• _What the exercise asks_: From the first line to the last, write out the records exactly.

Records for the exercise START

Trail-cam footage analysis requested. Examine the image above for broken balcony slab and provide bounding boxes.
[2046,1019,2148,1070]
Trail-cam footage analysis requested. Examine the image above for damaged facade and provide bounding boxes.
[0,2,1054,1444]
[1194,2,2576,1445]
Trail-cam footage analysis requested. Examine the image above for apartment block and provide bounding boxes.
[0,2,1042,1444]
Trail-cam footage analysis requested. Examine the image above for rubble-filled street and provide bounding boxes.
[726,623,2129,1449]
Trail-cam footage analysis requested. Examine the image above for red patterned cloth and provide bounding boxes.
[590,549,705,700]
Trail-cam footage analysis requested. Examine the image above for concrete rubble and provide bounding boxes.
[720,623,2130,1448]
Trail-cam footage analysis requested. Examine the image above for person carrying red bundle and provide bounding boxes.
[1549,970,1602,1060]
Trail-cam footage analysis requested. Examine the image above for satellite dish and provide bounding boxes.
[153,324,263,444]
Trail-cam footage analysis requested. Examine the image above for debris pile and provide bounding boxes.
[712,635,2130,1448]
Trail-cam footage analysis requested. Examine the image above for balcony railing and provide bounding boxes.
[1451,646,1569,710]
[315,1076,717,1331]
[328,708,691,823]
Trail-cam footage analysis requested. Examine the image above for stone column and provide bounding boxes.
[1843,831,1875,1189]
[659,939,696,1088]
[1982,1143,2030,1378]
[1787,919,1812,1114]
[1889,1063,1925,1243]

Records for the exercise END

• _Written answer_:
Trail-cam footage analysis requested. Examine the image above for broken balcony slab and provide bounding boxes.
[2046,1019,2148,1070]
Trail-cam footage analysis requested. Examine the image above for damaged facade and provide bounding boxes.
[0,2,1054,1444]
[1194,2,2576,1445]
Trail-cam footage analysis requested. Examine the image above for apartment block and provide bounding boxes.
[0,2,1042,1444]
Trail-cam footage analysis requested. Examine the image above for rubble-filled street and provide bounding boxes.
[726,623,2129,1449]
Trail-cam footage analysis requested. Examine the image above for red patterned cloth and provide bounding boxes.
[590,549,705,700]
Trail-cam footage analysis requested. Examine the image above for concrete rubble and provide bounding boxes.
[720,623,2130,1448]
Trail-cam footage analysis requested. Examine the image above for person carrying red bundle and provide bounding boxes.
[1549,970,1602,1060]
Trail-cam footage analysis requested. Examine the image above for satellite dish and provide bounding boxes.
[153,324,263,444]
Trail-cam footage analysis requested. Examine the image above for debris pile and provide bounding boxes.
[712,635,2130,1448]
Trail-cam footage analysis requested. Examine the image above for balcony railing and provide bounding boxes.
[1451,646,1569,710]
[315,1076,717,1331]
[328,708,691,823]
Trail-cam footage analysis requested. Examine the image above for stone column and provide bounding boxes.
[1843,831,1875,1189]
[659,939,696,1088]
[1982,1143,2030,1378]
[1787,919,1812,1114]
[1889,1063,1925,1243]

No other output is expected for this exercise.